** START ROWS **
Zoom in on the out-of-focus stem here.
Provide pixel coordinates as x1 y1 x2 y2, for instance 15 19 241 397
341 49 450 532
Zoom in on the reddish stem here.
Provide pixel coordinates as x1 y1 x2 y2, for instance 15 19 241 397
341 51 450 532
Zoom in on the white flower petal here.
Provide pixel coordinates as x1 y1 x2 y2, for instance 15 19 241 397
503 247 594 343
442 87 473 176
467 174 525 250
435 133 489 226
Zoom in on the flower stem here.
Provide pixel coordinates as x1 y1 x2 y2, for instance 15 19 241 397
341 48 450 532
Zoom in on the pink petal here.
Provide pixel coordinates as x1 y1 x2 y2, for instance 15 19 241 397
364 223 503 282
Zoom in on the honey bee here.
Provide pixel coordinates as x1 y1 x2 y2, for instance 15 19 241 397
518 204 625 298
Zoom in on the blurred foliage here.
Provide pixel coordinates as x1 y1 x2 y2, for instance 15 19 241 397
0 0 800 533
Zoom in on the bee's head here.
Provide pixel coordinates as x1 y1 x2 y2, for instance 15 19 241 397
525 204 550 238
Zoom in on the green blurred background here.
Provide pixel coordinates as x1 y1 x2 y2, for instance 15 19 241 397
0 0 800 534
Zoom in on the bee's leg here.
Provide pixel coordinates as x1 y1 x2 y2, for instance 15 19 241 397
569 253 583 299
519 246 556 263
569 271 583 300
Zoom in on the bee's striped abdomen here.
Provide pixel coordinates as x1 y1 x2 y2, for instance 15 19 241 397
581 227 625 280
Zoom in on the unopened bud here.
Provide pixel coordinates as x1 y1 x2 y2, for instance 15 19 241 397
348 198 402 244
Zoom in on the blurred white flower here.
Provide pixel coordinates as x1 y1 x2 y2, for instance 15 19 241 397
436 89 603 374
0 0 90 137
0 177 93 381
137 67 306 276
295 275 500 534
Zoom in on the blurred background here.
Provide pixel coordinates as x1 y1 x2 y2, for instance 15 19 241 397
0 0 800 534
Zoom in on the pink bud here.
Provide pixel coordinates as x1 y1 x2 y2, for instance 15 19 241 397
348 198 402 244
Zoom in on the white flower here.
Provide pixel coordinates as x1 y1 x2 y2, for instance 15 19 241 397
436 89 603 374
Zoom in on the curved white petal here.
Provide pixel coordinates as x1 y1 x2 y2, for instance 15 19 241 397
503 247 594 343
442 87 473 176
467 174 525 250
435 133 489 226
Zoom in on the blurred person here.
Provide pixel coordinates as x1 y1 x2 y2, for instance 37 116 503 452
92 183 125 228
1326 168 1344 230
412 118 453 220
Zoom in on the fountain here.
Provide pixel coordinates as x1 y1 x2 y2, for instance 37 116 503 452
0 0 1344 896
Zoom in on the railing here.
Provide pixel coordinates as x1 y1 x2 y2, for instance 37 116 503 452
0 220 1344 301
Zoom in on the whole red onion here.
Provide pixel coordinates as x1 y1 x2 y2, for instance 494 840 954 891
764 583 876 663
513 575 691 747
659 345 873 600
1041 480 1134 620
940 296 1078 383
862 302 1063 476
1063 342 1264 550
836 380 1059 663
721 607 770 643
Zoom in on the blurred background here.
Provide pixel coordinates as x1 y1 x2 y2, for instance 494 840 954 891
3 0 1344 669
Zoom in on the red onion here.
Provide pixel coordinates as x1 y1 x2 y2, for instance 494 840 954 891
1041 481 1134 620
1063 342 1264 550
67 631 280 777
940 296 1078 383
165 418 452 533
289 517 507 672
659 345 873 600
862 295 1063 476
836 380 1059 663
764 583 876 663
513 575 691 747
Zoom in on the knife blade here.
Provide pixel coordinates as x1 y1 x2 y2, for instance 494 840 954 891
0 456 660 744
** END ROWS **
Give the lines above as a numbered list, from the line with "Zoom in on the white flower petal here." to the line with "341 48 450 532", both included, leaving out any blank lines.

1. Zoom in on the white flower petal here.
2. Provide pixel coordinates as x1 y1 x2 y2, for instance 15 19 241 397
3. 503 247 594 343
4. 442 87 473 176
5. 467 174 525 250
6. 435 133 489 226
7. Zoom in on the flower stem here.
8. Provide pixel coordinates as x1 y1 x2 y2, for instance 15 19 241 397
9. 341 48 450 532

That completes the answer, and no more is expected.